EXERCISE INSTRUCTIONS:
A verbatim copy of the records is required, with all pictures left out.

Coordinate annotation entries:
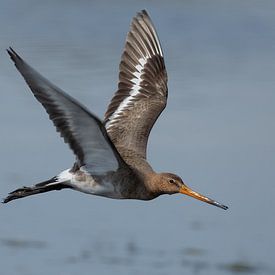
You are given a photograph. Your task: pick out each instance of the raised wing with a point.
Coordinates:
(142, 88)
(83, 131)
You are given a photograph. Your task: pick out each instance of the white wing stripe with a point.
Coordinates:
(132, 94)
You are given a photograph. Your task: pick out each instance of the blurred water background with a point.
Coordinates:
(217, 132)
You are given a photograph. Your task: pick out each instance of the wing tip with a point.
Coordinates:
(13, 55)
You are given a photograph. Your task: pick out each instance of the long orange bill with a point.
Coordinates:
(189, 192)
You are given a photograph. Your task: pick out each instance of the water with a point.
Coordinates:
(217, 133)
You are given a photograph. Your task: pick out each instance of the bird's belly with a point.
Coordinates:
(89, 185)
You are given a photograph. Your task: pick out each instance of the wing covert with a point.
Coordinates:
(142, 88)
(82, 130)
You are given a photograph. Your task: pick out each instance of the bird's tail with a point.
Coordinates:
(42, 187)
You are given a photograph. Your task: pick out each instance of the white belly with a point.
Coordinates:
(85, 183)
(90, 186)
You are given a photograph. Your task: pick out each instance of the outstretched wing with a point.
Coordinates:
(83, 131)
(142, 88)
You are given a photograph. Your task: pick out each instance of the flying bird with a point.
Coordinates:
(111, 154)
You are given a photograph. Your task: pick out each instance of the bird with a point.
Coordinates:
(111, 159)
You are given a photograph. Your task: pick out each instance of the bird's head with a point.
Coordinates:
(171, 184)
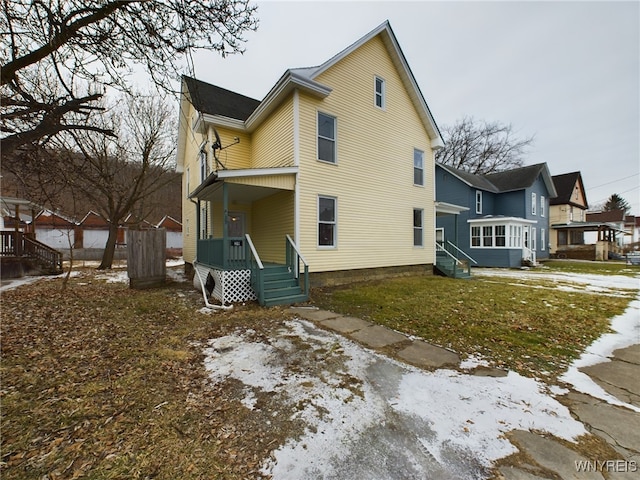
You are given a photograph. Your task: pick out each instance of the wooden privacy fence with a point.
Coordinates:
(146, 265)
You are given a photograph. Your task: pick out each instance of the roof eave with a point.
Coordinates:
(289, 82)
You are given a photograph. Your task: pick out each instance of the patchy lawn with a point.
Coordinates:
(528, 325)
(103, 382)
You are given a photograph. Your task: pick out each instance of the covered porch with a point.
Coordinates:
(245, 221)
(572, 241)
(451, 260)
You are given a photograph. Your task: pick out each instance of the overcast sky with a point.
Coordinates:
(567, 73)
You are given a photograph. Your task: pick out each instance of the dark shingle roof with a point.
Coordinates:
(516, 179)
(565, 184)
(507, 181)
(608, 216)
(207, 98)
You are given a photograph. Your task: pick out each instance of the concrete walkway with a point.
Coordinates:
(541, 457)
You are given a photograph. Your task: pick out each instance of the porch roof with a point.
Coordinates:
(246, 185)
(589, 226)
(444, 208)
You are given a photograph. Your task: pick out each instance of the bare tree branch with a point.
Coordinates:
(482, 147)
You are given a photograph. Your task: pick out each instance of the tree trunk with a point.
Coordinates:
(109, 248)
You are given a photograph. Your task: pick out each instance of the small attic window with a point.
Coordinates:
(379, 92)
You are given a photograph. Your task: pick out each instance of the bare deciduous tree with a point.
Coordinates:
(482, 147)
(117, 174)
(57, 56)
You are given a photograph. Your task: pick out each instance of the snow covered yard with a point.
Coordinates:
(369, 416)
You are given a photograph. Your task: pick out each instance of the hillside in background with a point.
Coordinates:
(165, 201)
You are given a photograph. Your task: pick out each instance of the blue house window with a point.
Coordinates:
(533, 203)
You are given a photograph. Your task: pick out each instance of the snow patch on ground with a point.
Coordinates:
(463, 417)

RESULT OF THIS TASK:
You are given a photograph. Your task: pick out each instance of the raised wing with a point.
Coordinates:
(142, 88)
(83, 131)
You are given a photograph. Your task: pick out each instance of the white wing stripe with a point.
Coordinates:
(132, 94)
You are given a photograph. Your task: pick out each instance of the blurred water background with a point.
Coordinates:
(217, 132)
You are given a photograph. Your task: pick out each instance of the wing tip with a point.
Coordinates:
(13, 55)
You are given a photograph. Your task: pick out each instance of the long orange bill with a point.
Coordinates:
(189, 192)
You are given a photograph. Your task: pick out each instance of the water with a point.
Coordinates:
(217, 133)
You are given a photograph. Your task: pick out each instance of the bird's belly with a point.
Coordinates:
(89, 185)
You are given a photograph. Your task: pick out each instance of the wing covert with a point.
Coordinates:
(142, 88)
(82, 130)
You are given a photograph. Your task: pick out each instance of the bird's tail with a point.
Coordinates:
(42, 187)
You are given a photograph. Your task: pick out each instance of the white belly with a point.
Coordinates:
(85, 183)
(90, 186)
You are given a photograph. Your task: pick out each instance of the outstretched wing with a point.
Coordinates:
(83, 131)
(142, 88)
You are given a photograph. Your task: pick out each instance of the flying bird with a point.
Coordinates:
(111, 154)
You are given a photograph. Your task: pick out each instance of the bird with a point.
Coordinates:
(111, 159)
You are given a photograph. Your task: pick out each instance of the bird's head with a point.
Coordinates:
(171, 184)
You are given a photograph. Your task: pick out each instance of the wooden privacy fence with a point.
Coordinates:
(146, 265)
You are given a photograph. Your task: pick out each instance of the roof eave with a point.
Coordinates:
(289, 82)
You are given a photograph. Your task: pick out each instance of the patchy lawn with a point.
Coordinates:
(528, 325)
(103, 382)
You are given a photograph. Your task: pick out each instance of the covered porch with a point.
Coordinates:
(245, 221)
(572, 241)
(451, 260)
You are given a photograph. Your task: pick out each instance of the overcast sky with a point.
Coordinates:
(567, 73)
You are given a photograph. Your task: pick out each instance of the dark shingle roof with a point.
Coordinates:
(516, 179)
(565, 184)
(507, 181)
(608, 216)
(207, 98)
You are given a photograph. Your task: pick out each instance of the concrete walkway with a point.
Coordinates:
(541, 457)
You are given a photograph. Your task: pick out each instance of the porch roof with a point.
Coordinates:
(246, 185)
(589, 226)
(444, 208)
You are given a photograph. Your task: pick out each instance of the bare tree branch with a point.
Coordinates:
(482, 147)
You are given a photograph. Your task: pick out each instance of the tree trunk with a point.
Coordinates:
(109, 248)
You are given a photograph. Your task: pick out each instance of the small attic window with a point.
Coordinates:
(379, 92)
You are given a photograph. Your task: pick out each instance of the bare deciduous tree with a point.
Coordinates:
(482, 147)
(117, 174)
(57, 56)
You are given a photograph. Your task: pick out each instance of the snow covered yard with a point.
Coordinates:
(369, 416)
You are given a photograph. Your task: pick out each instance of the hillside in background with a point.
Coordinates:
(165, 201)
You are given a photograph. Your task: pick out each instance of the blue house window with a point.
Coordinates:
(533, 203)
You are given a photograph. Your task: pick out each instance of the snow patch on ground with a point.
Coordinates:
(463, 417)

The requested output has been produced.